Problem requirements: Can you transcribe the Harald Cerny biography in full, word for word?

Reading text:
--- Begin ---
Harald Cerny (; born 13 September 1973) is an Austrian former professional footballer who played as a right midfielder. He played mostly for TSV 1860 Munich.

Club career
After coming through the youth ranks at Admira Wacker, Cerny began his professional career at German club FC Bayern Munich in 1992–93, making his top division debut on 27 October 1992, in a 1–1 draw at Eintracht Frankfurt.

Just after the start of the 1993–94 season (he appeared in three matches for the eventual champions), Cerny returned to Admira, where a good league season prompted a move to FC Tirol. During 1995–96, he returned to Munich, but with neighbours TSV 1860 Munich. In his eleven-year spell, Cerny appeared in 213 first division contests (a club record) scoring 15 goals, while helping it consolidate in the top flight and appear in the UEFA Cup.
--- End ---
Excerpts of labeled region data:
--- Begin ---
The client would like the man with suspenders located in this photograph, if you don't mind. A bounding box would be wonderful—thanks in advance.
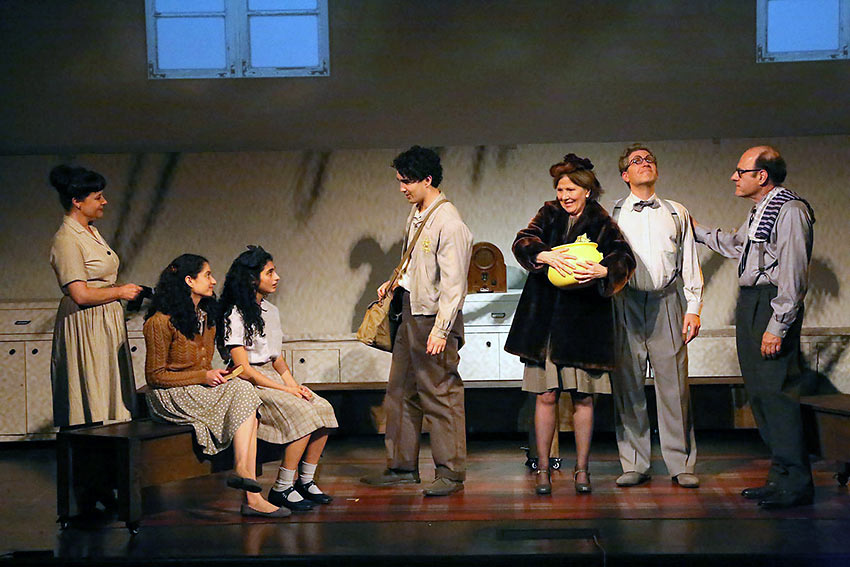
[611,144,703,488]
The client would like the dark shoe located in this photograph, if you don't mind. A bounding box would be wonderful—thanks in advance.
[534,469,552,494]
[422,477,463,496]
[573,469,593,494]
[360,469,421,486]
[759,490,814,510]
[673,473,699,488]
[617,471,650,486]
[227,474,263,492]
[239,502,292,518]
[741,482,778,500]
[267,486,313,512]
[295,480,333,504]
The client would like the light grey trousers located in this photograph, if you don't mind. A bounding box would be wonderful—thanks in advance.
[611,285,697,476]
[384,288,466,481]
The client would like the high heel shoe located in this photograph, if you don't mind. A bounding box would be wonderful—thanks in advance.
[534,469,552,494]
[573,469,593,494]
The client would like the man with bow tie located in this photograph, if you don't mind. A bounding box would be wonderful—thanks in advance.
[694,146,815,508]
[611,144,703,488]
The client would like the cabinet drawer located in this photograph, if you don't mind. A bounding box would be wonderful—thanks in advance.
[458,333,499,382]
[291,349,339,384]
[463,301,516,327]
[0,309,56,334]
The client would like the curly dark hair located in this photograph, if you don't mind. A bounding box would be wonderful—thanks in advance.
[549,154,603,201]
[393,146,443,187]
[215,245,273,360]
[145,254,216,340]
[50,165,106,211]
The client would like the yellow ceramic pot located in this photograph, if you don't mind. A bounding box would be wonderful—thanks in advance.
[547,235,602,288]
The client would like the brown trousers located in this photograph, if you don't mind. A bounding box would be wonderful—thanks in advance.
[384,288,466,481]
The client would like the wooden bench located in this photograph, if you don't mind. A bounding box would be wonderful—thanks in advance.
[56,419,233,534]
[800,394,850,486]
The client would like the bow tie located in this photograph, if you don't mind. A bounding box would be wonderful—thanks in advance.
[632,200,661,213]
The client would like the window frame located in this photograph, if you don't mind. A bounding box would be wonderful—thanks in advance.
[145,0,330,80]
[756,0,850,63]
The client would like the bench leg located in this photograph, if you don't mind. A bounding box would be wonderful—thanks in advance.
[56,433,71,530]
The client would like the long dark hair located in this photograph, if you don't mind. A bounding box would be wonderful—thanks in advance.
[145,254,216,339]
[216,246,273,359]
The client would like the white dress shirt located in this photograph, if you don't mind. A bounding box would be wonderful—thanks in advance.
[617,193,703,315]
[224,299,283,364]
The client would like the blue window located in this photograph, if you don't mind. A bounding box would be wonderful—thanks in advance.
[756,0,850,63]
[145,0,330,79]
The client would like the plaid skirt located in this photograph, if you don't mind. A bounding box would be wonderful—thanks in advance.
[254,362,339,444]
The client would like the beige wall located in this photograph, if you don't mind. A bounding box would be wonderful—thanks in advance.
[0,136,850,336]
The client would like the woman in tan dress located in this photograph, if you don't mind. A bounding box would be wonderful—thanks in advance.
[50,165,141,428]
[143,254,290,517]
[217,246,338,511]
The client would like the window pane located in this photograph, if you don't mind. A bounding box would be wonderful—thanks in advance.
[249,16,319,67]
[767,0,840,52]
[154,0,224,14]
[156,17,227,69]
[248,0,317,10]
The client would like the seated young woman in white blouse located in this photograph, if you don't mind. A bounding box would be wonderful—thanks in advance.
[216,246,338,511]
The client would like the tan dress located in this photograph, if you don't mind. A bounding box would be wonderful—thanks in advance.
[50,216,135,427]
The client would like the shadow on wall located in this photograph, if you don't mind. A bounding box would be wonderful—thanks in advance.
[348,237,401,332]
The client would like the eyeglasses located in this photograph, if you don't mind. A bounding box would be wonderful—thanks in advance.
[629,155,655,165]
[732,167,764,177]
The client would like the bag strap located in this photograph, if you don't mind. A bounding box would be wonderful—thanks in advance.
[387,199,449,289]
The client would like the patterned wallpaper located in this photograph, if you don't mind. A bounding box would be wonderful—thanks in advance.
[0,136,850,337]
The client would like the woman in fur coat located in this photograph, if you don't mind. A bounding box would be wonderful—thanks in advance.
[505,154,635,494]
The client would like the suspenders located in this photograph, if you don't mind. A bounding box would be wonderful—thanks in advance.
[611,197,685,285]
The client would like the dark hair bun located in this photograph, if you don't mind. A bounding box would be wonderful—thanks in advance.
[50,164,74,193]
[564,154,593,171]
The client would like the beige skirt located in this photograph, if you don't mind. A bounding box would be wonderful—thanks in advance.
[522,357,611,394]
[50,295,136,427]
[254,362,339,444]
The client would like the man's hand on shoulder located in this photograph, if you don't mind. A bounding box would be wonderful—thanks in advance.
[682,313,700,344]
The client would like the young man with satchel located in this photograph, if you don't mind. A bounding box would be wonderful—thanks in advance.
[361,146,472,496]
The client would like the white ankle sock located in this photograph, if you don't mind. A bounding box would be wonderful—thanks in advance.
[299,461,323,494]
[274,467,304,502]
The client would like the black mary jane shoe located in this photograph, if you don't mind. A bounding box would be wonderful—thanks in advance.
[295,480,333,504]
[267,486,313,512]
[227,474,263,492]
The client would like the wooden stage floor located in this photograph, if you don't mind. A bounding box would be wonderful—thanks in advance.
[0,431,850,566]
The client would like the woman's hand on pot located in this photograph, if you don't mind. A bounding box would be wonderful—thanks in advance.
[537,250,576,276]
[573,260,608,283]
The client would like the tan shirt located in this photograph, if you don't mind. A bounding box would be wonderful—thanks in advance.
[142,313,215,388]
[402,195,472,338]
[50,215,120,295]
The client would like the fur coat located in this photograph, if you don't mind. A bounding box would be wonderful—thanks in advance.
[505,201,635,371]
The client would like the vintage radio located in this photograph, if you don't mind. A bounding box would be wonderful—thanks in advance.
[466,242,508,293]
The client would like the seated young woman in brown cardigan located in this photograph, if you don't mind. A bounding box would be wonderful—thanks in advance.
[144,254,290,517]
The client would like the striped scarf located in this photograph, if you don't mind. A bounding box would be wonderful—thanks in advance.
[747,187,812,242]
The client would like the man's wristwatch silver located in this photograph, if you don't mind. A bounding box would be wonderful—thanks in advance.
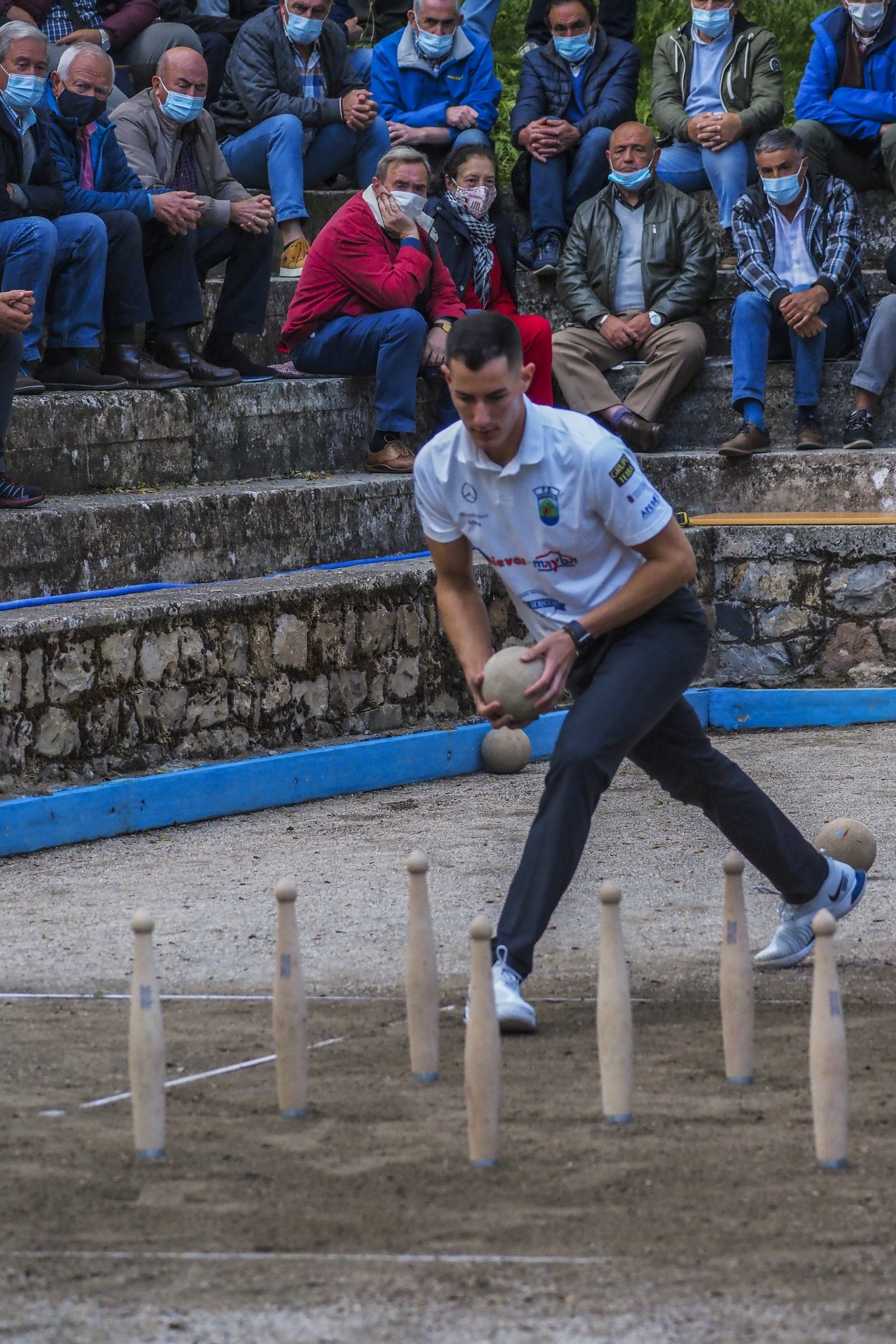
[563,621,594,653]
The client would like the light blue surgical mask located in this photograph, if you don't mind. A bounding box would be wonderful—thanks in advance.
[690,8,731,38]
[286,13,324,47]
[414,28,454,61]
[610,168,653,191]
[762,172,803,206]
[2,66,44,115]
[160,85,203,121]
[554,32,594,66]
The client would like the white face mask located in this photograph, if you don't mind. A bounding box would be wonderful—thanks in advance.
[390,191,426,219]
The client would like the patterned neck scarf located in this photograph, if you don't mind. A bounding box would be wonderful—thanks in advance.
[445,191,494,308]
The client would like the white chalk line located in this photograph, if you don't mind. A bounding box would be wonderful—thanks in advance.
[81,1036,348,1110]
[0,1247,610,1266]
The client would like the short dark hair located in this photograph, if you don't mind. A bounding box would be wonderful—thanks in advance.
[445,313,523,374]
[544,0,598,23]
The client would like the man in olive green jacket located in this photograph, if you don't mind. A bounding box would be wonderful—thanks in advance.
[652,0,784,270]
[554,122,716,453]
--- End ---
Solution for this task:
Harald Cerny (; born 13 September 1973) is an Austrian former professional footballer who played as a right midfielder. He played mostly for TSV 1860 Munich.

Club career
After coming through the youth ranks at Admira Wacker, Cerny began his professional career at German club FC Bayern Munich in 1992–93, making his top division debut on 27 October 1992, in a 1–1 draw at Eintracht Frankfurt.

Just after the start of the 1993–94 season (he appeared in three matches for the eventual champions), Cerny returned to Admira, where a good league season prompted a move to FC Tirol. During 1995–96, he returned to Munich, but with neighbours TSV 1860 Munich. In his eleven-year spell, Cerny appeared in 213 first division contests (a club record) scoring 15 goals, while helping it consolidate in the top flight and appear in the UEFA Cup.